• The task
Reproduce every line of the records below, requests included, from the line containing "of the potted" through the final line, both included. Add 26 to each x and y coordinate in the answers.

++++

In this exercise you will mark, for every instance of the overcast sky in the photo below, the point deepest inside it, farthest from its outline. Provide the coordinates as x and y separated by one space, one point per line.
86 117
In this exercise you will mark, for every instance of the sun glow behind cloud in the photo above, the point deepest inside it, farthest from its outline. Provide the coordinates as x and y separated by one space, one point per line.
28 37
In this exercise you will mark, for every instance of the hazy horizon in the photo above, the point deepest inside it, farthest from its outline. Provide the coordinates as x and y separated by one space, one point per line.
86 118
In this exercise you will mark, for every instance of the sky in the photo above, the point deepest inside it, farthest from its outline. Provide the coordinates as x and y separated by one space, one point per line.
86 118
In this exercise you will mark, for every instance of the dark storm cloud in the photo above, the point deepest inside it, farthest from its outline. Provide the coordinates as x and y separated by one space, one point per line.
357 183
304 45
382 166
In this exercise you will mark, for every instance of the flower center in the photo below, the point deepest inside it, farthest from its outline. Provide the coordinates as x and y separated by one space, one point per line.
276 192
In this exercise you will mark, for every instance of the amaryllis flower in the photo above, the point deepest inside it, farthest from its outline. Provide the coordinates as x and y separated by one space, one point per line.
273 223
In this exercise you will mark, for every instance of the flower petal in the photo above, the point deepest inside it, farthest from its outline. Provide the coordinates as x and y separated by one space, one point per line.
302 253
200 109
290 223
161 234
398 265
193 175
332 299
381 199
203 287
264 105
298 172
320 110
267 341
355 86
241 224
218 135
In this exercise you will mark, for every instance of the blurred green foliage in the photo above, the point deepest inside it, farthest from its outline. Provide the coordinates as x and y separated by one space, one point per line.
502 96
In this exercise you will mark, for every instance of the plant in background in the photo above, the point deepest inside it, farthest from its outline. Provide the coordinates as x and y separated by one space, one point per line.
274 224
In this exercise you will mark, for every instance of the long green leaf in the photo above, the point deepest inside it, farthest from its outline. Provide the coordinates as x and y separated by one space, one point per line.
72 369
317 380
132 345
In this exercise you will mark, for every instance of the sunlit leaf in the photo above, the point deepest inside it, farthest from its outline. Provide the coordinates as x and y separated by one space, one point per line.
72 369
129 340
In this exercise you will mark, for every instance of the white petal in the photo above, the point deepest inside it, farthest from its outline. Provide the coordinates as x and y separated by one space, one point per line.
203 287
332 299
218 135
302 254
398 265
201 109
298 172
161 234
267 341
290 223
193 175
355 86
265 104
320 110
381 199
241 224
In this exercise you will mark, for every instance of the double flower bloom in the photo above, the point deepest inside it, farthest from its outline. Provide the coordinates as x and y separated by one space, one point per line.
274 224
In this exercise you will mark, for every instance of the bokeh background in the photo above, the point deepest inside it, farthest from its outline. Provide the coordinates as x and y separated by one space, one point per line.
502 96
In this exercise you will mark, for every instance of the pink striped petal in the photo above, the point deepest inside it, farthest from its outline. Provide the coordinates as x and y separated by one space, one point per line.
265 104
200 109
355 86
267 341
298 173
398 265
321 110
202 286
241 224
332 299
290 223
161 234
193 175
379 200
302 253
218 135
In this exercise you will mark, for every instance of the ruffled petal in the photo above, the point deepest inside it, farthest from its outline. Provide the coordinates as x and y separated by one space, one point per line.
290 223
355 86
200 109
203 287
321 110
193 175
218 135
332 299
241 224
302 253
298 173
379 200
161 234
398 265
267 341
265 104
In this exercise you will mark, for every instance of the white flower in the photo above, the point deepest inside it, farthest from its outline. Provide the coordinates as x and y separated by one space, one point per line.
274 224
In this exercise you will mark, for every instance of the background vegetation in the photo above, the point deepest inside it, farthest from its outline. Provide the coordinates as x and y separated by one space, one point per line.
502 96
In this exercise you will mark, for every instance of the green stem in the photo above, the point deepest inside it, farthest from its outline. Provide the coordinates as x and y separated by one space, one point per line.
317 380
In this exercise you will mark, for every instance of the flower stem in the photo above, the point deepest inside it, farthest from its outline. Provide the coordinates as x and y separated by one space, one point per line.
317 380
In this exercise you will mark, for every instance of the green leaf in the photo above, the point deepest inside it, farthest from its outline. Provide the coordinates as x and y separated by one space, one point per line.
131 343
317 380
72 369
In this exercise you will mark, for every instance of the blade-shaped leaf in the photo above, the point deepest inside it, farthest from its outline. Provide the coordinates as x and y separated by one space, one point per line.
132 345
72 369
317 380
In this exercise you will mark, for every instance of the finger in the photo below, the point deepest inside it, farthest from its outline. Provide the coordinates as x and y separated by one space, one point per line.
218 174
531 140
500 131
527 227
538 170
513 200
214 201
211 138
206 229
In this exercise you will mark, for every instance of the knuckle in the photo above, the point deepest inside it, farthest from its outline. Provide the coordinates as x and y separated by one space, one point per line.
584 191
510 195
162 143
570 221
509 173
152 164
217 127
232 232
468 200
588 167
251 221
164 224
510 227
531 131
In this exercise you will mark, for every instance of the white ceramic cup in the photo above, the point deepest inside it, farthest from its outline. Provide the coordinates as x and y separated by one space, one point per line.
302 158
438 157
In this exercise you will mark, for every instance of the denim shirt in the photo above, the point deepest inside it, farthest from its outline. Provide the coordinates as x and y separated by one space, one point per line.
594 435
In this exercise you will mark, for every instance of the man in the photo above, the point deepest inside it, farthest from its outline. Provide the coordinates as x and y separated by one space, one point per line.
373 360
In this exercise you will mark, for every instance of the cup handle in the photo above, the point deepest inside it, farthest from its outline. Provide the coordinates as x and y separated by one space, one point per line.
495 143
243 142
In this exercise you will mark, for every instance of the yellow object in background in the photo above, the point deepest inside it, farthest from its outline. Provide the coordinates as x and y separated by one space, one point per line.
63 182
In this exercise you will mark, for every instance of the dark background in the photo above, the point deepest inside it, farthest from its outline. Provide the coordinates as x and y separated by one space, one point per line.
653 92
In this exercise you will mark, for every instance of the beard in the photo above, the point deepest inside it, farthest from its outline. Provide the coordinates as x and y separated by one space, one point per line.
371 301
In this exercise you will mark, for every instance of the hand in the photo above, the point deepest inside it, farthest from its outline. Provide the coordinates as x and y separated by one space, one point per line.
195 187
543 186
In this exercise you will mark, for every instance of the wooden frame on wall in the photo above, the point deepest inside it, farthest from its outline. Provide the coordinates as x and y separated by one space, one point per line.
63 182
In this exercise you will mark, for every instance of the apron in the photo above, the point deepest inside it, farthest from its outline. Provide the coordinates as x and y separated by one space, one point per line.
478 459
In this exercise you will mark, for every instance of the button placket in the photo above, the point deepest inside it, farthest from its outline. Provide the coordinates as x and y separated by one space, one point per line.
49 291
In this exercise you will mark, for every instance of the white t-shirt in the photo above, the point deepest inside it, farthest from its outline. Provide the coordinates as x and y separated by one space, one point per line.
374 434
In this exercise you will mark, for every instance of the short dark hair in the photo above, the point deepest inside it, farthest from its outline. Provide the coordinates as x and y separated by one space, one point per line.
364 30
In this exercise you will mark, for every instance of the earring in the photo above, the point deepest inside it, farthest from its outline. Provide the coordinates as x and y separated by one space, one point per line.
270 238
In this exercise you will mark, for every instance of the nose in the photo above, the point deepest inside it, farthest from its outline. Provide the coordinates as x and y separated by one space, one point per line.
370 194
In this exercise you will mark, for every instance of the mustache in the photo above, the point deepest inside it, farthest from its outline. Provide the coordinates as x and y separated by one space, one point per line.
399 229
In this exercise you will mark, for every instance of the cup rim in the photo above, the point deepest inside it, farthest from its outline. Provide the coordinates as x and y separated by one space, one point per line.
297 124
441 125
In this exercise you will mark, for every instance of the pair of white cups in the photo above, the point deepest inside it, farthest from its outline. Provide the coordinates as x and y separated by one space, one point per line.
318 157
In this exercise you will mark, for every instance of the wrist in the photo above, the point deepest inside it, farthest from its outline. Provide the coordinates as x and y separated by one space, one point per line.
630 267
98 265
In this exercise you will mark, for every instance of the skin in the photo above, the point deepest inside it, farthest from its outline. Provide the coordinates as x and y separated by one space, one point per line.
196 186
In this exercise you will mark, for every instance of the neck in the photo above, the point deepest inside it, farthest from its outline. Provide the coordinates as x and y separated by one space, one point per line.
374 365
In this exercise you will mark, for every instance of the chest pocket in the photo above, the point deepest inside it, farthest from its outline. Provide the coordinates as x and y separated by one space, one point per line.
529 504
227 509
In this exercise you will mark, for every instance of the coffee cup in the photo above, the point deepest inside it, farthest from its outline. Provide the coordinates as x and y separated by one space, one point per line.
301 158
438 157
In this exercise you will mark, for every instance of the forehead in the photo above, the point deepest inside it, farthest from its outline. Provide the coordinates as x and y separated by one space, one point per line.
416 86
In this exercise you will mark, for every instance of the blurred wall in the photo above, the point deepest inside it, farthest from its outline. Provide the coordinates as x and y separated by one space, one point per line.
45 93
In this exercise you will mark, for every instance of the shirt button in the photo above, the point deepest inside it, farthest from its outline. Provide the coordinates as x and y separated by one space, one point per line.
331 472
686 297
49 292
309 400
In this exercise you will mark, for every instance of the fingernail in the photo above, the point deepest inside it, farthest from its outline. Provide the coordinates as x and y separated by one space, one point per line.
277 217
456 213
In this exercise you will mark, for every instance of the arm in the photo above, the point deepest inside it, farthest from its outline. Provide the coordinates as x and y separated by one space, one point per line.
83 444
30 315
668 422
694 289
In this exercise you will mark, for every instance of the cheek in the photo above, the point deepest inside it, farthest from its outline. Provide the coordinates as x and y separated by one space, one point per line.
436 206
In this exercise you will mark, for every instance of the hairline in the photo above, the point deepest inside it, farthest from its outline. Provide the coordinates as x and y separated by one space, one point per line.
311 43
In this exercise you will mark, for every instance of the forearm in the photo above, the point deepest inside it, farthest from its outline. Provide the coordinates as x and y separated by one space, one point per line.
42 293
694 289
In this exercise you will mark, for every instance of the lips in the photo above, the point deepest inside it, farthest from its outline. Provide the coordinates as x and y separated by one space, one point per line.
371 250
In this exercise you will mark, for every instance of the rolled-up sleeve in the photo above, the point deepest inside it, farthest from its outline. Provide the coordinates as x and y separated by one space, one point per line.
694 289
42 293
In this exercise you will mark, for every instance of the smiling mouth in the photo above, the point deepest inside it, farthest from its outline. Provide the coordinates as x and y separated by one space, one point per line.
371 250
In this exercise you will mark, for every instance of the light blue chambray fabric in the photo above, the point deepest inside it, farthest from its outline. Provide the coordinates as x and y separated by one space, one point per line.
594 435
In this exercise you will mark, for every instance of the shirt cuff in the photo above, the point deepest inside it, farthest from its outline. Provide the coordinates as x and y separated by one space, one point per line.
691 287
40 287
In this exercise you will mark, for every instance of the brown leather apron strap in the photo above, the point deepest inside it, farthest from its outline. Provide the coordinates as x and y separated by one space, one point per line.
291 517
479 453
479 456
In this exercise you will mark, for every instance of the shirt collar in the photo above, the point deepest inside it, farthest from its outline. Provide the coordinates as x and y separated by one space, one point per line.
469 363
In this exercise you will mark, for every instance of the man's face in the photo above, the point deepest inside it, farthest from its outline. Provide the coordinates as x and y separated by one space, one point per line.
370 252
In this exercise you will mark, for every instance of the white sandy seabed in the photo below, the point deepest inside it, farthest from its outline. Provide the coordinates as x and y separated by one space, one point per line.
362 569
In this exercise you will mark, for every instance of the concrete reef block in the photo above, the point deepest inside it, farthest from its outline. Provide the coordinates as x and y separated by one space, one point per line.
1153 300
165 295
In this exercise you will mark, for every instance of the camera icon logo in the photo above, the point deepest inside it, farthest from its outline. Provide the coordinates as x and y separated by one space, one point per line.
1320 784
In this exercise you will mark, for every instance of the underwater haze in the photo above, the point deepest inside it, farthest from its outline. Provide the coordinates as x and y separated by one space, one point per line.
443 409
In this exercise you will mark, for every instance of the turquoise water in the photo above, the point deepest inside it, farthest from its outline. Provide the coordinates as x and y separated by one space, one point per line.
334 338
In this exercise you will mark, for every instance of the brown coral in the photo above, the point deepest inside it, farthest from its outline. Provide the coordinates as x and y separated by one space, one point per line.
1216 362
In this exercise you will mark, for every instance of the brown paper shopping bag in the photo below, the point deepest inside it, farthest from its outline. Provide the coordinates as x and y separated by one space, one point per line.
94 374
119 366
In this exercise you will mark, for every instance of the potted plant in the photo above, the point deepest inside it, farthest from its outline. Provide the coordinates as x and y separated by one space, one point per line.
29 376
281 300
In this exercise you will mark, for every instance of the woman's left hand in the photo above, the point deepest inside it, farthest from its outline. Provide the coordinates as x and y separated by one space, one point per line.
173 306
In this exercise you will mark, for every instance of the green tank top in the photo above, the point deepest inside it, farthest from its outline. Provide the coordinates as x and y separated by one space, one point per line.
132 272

++++

• Solution for this problem
In this exercise you will mark, for every instance of the potted plant in the photo above, the point deepest inside it, farthest from its outline. Provide the coordinates as x and y separated by one space, one point per line.
55 402
307 326
In this exercise you will mark, for every instance of the woman's left hand in the photo above, the point deepest inside it, farthest from its outline. Provide the coordinates as x and y separated by one space, one point per line.
199 332
In this exercise you will mark, for every instance of the green tank top in the photo above, the point deepest inside it, farthest from its outline. Provide the coordinates as x and y separated by one space, one point per line.
158 298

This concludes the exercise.